-------- Data for the task --------

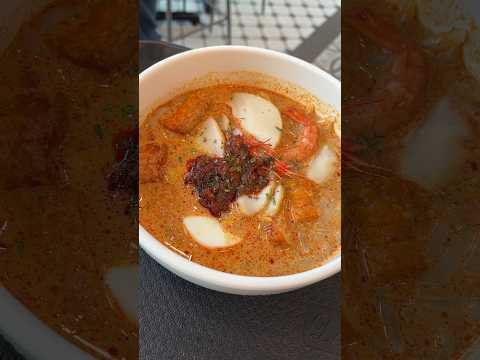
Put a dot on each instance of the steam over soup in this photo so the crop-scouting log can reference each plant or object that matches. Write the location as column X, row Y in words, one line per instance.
column 242, row 180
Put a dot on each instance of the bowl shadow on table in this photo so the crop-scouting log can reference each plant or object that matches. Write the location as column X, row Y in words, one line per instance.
column 180, row 320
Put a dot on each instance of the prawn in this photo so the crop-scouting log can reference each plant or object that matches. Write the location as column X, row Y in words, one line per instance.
column 401, row 91
column 302, row 150
column 308, row 142
column 257, row 148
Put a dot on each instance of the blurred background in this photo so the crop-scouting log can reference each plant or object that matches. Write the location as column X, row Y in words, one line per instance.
column 309, row 29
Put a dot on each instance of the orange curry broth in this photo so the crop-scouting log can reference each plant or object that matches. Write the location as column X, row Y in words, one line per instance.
column 163, row 204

--------

» Exercise objective
Rewrite the material from its start through the line containing "column 242, row 180", replacing "steam over soup" with "vapor rising from the soup" and keeping everything else unchanged. Omit the pictures from your answer.

» Expected output
Put a dot on each instance of the vapor rising from the soup in this photo so the crop-scouting log can reference each plant or object that matches. Write the location as column X, row Y in words, one line per instance.
column 242, row 180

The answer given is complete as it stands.